Extracted data entries =>
────────────────────────────────────────
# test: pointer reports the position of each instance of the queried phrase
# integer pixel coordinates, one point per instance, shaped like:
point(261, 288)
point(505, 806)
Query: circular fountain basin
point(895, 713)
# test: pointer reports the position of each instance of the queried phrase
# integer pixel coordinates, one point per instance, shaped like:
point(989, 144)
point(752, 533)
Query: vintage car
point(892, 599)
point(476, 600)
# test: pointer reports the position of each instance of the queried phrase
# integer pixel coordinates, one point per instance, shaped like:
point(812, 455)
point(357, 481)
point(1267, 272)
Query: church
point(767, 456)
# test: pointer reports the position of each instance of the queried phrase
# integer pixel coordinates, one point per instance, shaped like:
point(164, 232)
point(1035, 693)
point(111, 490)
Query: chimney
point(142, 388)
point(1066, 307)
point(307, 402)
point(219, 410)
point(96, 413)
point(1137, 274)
────────────────────────────────────────
Directive => List every line in the records above that contains the string "Query".

Problem solution =>
Query: circular fountain basin
Query: vintage car
Query: church
Query: chimney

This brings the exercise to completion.